━━ SUPPLIED PASSAGE

However it’s even more likely and tempting to discuss whether a SF driver asleep like so many other cases put too much trust in their car (typical tech worker living in East Bay taking Tesla into city because awesome supercar autopilot is awesome, duh why don’t you believe in the ubergenius of Musk?).

Remember drunk Tesla driver who parked on Bay Bridge?

Officers say he failed a sobriety test but told them it didn’t matter because his car was on auto-pilot.

And then there was Tesla guy asleep while driving south on 101 at 3:30am at 70 mph. CHP put themselves in front of the Tesla and hit the brakes to convince the computer to stop:

CHP could not confirm that the vehicle was on Autopilot, but “considering the vehicle’s ability to slow to a stop when Samek was asleep, it appears the ‘driver assist’ feature may have been active at the time.”

And another Tesla was spotted in LA operating without a driver, apparently because a “little thing” defeated Tesla’s best safety attempts to detect human alertness

the Tesla driver appeared slumped over with something tied around the steering wheel.

“If his little thing tied around that steering wheel fell off, and he was still sleeping, he would have slammed into somebody going 65 miles per hour,” Miladinovich said.

━━━━

REQUIRED ACTIONS:
1. Reproduce the section of the Tesla Autopilot passage starting with "And then there" and going on through "the steering wheel.".
2. In the Tesla Autopilot passage, what did the drunk driver who parked on the Bay Bridge tell officers after failing a sobriety test?
3. Write the next part of the Tesla Autopilot passage, picking up after its final sentence.

━━ ENTRIES PROVIDED

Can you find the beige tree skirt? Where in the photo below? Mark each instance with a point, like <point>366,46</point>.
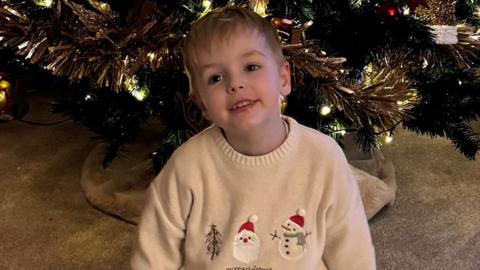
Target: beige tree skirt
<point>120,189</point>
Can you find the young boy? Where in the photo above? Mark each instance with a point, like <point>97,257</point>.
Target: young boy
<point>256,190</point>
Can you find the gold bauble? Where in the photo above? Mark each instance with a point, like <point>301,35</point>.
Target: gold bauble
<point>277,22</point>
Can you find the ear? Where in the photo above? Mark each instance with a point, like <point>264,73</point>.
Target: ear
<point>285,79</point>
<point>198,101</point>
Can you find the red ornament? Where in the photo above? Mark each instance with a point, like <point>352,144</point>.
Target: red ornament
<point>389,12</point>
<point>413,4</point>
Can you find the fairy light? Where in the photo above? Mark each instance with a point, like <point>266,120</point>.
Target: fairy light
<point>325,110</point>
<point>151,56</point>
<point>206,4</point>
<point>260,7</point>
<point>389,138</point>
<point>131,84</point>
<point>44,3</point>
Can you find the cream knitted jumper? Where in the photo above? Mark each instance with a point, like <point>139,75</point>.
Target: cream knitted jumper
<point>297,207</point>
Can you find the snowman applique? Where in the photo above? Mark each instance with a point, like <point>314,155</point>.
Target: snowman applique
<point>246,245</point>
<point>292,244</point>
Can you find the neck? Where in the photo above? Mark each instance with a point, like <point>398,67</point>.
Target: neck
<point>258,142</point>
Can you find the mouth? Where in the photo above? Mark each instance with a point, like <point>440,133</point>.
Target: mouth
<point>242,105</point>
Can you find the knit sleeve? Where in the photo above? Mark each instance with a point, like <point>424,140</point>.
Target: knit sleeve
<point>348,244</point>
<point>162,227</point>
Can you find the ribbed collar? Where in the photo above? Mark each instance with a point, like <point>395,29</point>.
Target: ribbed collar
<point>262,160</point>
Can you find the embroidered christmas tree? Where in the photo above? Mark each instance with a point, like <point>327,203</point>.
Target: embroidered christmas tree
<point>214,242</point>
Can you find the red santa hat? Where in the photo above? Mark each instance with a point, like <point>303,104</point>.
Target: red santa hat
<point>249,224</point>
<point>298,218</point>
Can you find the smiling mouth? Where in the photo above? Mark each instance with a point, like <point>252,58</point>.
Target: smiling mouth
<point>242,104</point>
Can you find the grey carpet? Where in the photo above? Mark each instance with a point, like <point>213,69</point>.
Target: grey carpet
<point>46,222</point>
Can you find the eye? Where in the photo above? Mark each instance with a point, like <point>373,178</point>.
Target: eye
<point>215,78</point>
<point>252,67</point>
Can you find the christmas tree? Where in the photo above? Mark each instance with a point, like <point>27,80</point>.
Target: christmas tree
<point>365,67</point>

━━━━
━━ ENTRIES PROVIDED

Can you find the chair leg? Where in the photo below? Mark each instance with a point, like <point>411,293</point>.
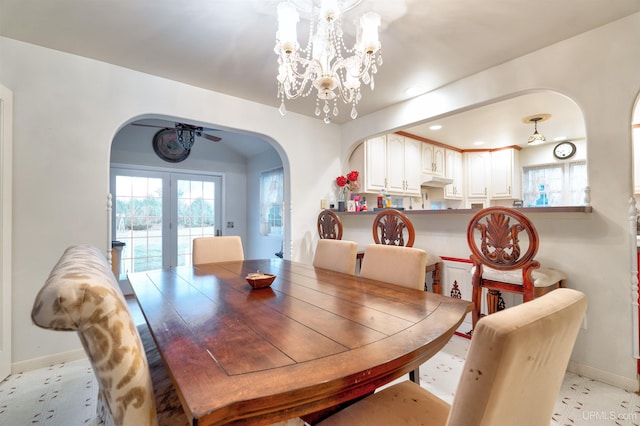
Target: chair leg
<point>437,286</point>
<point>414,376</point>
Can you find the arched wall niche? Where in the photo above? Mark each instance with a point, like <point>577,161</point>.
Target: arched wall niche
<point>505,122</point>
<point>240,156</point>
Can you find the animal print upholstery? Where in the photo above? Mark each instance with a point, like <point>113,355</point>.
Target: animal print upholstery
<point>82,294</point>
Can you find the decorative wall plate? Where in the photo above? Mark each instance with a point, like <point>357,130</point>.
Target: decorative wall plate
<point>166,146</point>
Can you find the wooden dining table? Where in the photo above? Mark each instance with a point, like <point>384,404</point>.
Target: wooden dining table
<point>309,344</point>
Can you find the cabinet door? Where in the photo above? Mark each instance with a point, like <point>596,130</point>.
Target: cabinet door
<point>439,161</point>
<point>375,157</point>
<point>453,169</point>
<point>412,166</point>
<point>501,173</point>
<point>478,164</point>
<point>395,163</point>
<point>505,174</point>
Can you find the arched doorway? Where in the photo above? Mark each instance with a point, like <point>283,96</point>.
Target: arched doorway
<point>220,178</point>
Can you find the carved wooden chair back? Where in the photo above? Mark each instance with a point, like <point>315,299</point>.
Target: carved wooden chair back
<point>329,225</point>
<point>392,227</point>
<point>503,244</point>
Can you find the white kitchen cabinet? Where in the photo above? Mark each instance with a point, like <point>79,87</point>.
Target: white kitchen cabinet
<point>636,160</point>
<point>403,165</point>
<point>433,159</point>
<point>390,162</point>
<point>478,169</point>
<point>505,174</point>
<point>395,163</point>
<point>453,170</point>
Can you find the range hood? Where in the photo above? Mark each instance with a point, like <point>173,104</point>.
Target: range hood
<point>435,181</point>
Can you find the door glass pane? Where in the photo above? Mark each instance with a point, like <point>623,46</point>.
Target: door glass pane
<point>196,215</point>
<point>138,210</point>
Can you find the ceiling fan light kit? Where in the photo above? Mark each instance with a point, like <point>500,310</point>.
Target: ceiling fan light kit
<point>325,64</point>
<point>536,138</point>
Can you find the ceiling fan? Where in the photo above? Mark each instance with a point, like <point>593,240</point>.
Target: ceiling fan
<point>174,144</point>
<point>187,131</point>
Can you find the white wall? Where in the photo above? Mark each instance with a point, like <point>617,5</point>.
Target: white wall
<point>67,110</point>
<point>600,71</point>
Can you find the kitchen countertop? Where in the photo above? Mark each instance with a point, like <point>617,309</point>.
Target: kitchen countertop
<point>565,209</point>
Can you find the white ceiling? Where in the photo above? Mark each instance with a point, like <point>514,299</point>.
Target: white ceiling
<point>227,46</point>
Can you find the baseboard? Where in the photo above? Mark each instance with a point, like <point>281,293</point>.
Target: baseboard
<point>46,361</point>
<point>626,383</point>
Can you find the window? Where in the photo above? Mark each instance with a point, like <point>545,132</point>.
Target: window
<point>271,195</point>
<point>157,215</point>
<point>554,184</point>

━━━━
━━ ENTRIES PROVIDED

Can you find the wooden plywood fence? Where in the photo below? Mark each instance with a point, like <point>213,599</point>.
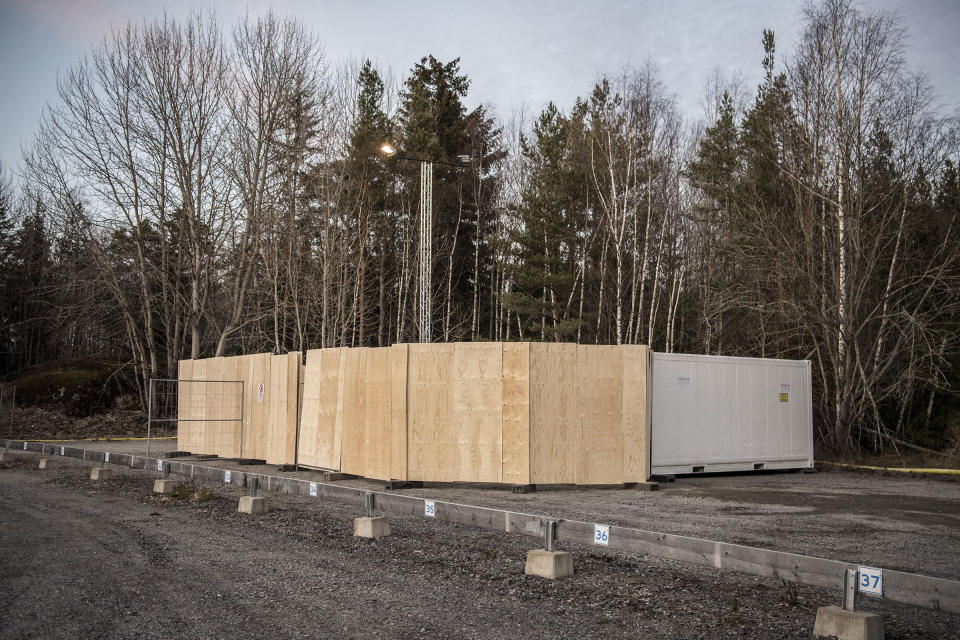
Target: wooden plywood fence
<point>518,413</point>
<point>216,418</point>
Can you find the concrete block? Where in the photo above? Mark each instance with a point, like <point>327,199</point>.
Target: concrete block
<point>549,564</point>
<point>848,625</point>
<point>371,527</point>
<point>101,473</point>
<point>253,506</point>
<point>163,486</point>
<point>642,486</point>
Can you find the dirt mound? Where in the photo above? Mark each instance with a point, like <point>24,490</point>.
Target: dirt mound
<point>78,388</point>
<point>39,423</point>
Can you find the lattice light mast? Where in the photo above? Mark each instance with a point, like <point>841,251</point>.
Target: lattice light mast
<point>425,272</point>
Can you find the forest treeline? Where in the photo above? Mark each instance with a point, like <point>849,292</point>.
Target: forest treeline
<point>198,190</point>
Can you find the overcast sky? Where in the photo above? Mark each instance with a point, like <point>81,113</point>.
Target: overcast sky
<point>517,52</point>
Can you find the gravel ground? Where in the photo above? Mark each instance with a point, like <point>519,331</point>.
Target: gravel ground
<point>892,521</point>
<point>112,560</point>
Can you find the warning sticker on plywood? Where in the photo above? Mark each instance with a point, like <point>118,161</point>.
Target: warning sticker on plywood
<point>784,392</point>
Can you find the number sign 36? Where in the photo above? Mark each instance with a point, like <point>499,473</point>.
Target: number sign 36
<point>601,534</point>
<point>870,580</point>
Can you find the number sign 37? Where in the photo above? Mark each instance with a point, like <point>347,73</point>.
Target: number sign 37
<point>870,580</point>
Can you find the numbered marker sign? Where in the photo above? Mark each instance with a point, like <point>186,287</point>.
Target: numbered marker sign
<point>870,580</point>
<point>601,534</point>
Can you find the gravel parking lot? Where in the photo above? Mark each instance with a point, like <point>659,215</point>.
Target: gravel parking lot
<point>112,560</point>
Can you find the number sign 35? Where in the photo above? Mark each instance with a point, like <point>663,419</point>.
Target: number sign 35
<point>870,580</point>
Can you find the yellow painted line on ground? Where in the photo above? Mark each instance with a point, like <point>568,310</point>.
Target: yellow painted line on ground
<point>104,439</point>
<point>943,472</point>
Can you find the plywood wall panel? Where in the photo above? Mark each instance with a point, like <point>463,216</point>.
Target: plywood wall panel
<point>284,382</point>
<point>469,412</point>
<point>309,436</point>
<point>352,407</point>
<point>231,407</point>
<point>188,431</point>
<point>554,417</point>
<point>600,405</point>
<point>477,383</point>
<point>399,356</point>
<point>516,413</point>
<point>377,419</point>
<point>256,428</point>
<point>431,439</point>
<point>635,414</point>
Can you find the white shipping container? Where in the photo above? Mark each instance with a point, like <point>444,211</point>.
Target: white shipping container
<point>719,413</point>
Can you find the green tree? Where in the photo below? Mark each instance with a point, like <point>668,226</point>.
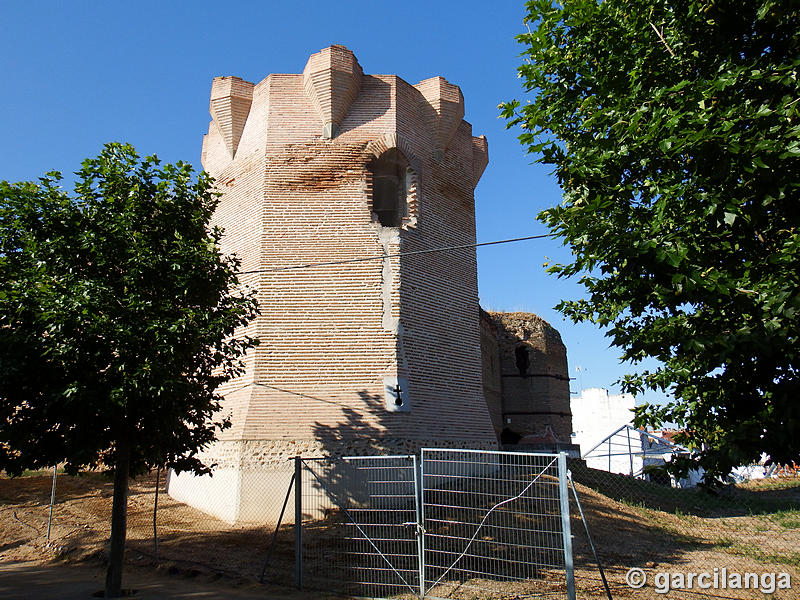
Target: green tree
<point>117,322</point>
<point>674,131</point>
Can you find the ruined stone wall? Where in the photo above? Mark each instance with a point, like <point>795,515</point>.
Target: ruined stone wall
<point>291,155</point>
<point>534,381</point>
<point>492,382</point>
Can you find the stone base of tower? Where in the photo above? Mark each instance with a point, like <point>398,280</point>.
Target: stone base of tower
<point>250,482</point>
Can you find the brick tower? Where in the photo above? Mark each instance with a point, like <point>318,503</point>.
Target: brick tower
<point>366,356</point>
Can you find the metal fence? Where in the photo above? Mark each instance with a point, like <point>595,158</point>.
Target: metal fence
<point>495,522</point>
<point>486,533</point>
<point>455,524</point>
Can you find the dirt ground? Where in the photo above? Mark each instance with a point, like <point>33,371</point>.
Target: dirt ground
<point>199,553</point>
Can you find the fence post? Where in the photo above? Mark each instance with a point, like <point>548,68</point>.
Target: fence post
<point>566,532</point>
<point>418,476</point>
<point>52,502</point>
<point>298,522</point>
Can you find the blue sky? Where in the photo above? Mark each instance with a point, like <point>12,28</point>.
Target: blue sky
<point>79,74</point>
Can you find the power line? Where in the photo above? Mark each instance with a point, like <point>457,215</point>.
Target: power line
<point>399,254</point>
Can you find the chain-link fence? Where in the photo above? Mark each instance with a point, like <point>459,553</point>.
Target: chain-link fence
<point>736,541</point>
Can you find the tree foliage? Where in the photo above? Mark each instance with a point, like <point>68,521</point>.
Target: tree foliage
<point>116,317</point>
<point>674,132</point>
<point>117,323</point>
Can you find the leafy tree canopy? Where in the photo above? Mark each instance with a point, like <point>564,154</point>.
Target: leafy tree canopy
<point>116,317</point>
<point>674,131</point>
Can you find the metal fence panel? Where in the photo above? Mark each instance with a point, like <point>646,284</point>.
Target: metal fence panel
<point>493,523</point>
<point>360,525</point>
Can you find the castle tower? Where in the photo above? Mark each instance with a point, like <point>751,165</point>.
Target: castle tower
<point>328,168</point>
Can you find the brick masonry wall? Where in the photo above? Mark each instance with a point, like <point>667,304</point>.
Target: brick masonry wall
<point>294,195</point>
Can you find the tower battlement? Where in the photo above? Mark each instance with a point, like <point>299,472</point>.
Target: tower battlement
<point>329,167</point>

━━━━

RESULTS OF THE TASKS:
1.
And then there was Tesla guy asleep while driving south on 101 at 3:30am at 70 mph. CHP put themselves in front of the Tesla and hit the brakes to convince the computer to stop:

CHP could not confirm that the vehicle was on Autopilot, but “considering the vehicle’s ability to slow to a stop when Samek was asleep, it appears the ‘driver assist’ feature may have been active at the time.”

And another Tesla was spotted in LA operating without a driver, apparently because a “little thing” defeated Tesla’s best safety attempts to detect human alertness

the Tesla driver appeared slumped over with something tied around the steering wheel.

2. He told them it didn't matter because his car was on autopilot.

3.
When the system doesn’t sense adequate torque on the steering wheel, Tesla says…[it does something about it]

It may turn out Tesla engineers didn’t think about common safety issues for upper and lower deck bridges. That’s what we’re waiting now to have CHP confirm, based on the story so far and that screen grab of the driver.

In birds-eye view you can see the reports of Tesla going the wrong-way at Freemont Street and I-80 puts the car right at the start of the upper/lower deck split:

Entering upper deck means a primitive navigation tool still would register right path on map and be unable to react until it was far too late (separated past Treasure Island) and restricted by barriers…continuing about 10 miles into the 880 northbound on the wrong side.

All that above begs the question whether a 2019 computer would allow such navigation variances that it wouldn’t prevent a car from driving directly into oncoming traffic on the wrong deck of one of the longest bridges in America, close to Tesla HQ.

Tesla engineering has been known to misread road lines, misread road-signs, slam into barriers and even spontaneously explode into fireball…at this point I’ll wager a stacked double-decker bridge entrance was all it took for Tesla AI to willingly start driving wrong way.